[Part of a data file]
** begin **
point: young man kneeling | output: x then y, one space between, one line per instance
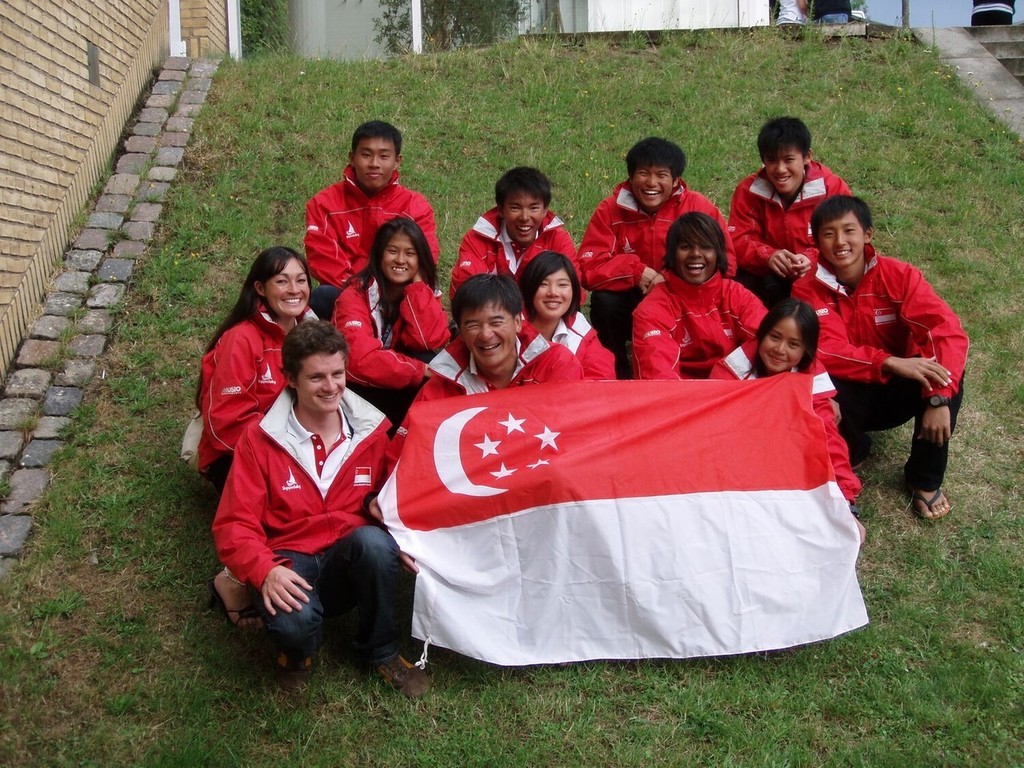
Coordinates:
293 520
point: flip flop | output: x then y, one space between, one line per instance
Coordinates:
217 602
916 496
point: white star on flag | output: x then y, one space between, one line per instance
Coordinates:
488 446
513 425
547 438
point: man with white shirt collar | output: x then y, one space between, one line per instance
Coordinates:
293 520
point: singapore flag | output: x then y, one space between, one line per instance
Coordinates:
563 522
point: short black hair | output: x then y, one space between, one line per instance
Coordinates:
655 153
699 228
522 179
837 207
481 290
378 129
307 339
540 267
780 133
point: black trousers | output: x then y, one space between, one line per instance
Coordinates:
870 408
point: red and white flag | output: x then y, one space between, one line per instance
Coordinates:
562 522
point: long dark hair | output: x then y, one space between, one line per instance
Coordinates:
268 263
542 266
695 228
374 270
807 323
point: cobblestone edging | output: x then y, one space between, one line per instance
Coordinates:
77 317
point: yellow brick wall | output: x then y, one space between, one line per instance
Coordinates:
204 28
58 132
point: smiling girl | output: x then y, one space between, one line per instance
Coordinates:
695 315
391 315
786 342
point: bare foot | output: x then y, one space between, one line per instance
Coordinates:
930 504
235 601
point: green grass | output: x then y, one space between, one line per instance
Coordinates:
107 654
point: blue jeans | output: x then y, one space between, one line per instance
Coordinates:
358 571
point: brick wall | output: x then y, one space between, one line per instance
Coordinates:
59 130
204 28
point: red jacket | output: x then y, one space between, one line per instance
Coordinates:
892 312
576 333
760 225
241 378
271 503
485 251
622 239
739 365
679 330
341 223
421 327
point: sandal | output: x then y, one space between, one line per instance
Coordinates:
242 616
916 496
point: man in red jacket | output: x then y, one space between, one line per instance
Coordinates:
624 246
509 236
342 220
293 520
770 215
894 349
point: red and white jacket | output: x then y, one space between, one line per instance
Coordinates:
622 240
893 311
342 221
760 224
242 376
373 360
738 365
537 363
576 333
679 330
273 501
486 249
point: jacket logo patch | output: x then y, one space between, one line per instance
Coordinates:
291 483
883 316
267 377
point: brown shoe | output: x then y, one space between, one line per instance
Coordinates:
292 678
407 678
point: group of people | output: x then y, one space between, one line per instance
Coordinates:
303 418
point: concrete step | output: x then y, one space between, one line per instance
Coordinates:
1004 34
1005 49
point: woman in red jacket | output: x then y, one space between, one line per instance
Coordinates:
391 315
552 295
242 377
786 342
695 315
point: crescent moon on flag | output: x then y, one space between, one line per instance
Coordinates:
448 457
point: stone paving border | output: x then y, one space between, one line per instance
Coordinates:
58 357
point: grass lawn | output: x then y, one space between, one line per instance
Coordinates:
108 655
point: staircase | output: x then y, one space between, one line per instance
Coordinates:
1006 43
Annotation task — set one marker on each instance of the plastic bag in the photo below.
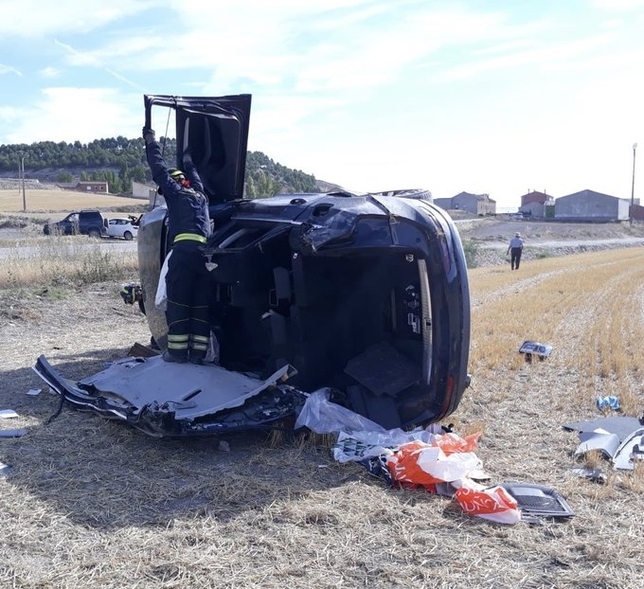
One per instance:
** end **
Brief: Pictures stay out; repeat all the rest of the records exactly.

Solved exercise:
point: young man kneeling | output: x then y, one space between, one line per instance
Coordinates:
293 520
point: flip flop | output: x then y, one space between, one line per instance
Coordinates:
217 602
916 496
point: white star on flag | output: x then y, one space between, one line per instance
Coordinates:
488 446
513 425
547 438
point: man with white shirt collar | output: x then y, one space between, one line per instance
Coordinates:
293 520
point: singapore flag | output: x then y, one space between, one line per instance
Coordinates:
563 522
point: short black hair | output: x then y, one space between, one line per instance
Coordinates:
655 153
699 228
522 179
837 207
481 290
378 129
307 339
540 267
780 133
point: black trousers | output: x then y, one space between, one line per instance
Coordinates:
870 408
point: red and white flag | output: x then y, one space between, one line per instance
Coordinates:
562 522
point: long dark hair | output: x then y, one space between, one line per instance
Coordinates:
268 263
542 266
695 228
374 270
807 323
point: cobblestone edging | output: x then y, one space between, one line per instance
Coordinates:
77 317
point: yellow brick wall | output: x then y, one space between, one line per instance
Coordinates:
204 28
58 132
point: smiling girl | output: x then y, one space between, one line per instance
Coordinates:
695 315
391 315
786 342
point: bare foot | output: x then y, one space between, one line per instance
Coordinates:
930 504
235 601
point: green grass | output: x then y, one space between, one line per instance
Coordinates:
107 654
point: blue jeans | output: x then y, one space between, one line per instance
Coordinates:
358 571
point: brick wall | output: x then y, one space between, one line per instance
Coordinates:
59 130
204 28
point: red jacket | output: x then y, one space between, one line per instance
Coordinates:
892 312
576 333
760 225
241 378
271 503
485 251
622 239
739 365
679 330
341 223
421 327
point: sandal | output: x then y, one space between, one line per instance
Coordinates:
242 616
916 496
point: man in red jacket | output: x then y, one space between, one line per instance
Coordinates:
624 246
509 236
342 220
293 520
770 215
894 349
point: red and white jacket | output: x then y, one space between, one line per instance
Coordinates:
622 240
893 311
342 221
760 224
242 376
373 360
738 365
537 363
576 333
679 330
273 501
486 249
point: jacket logo patch | output: x then y, one space between, one line per instance
Coordinates:
291 483
883 316
267 377
point: brown shoe | output: x then y, one space between, one line per instance
Coordinates:
292 678
407 678
point: group of people | output: x then y, one space between, one line per instance
Coordinates:
303 418
point: concrete step | output: x then y, one space between, one line per instance
Coordinates:
1004 34
1005 49
point: woman in red jacket | output: x then y, one space between, one line per instance
Coordinates:
391 315
552 295
242 377
786 342
695 315
point: crescent moon on flag | output: x then y, one space between, one line per instance
Coordinates:
448 457
point: stone paving border | output: x then y, one space between, one line per instance
Coordinates:
58 357
point: grass lawn | output: x then y, one space between, one line per instance
Coordinates:
108 655
point: staircase | output: x then y, one space between, one line per instance
Coordinates:
1006 43
Annotation task — set one marker on each instance of the plastic bag in the photo below.
One per instance:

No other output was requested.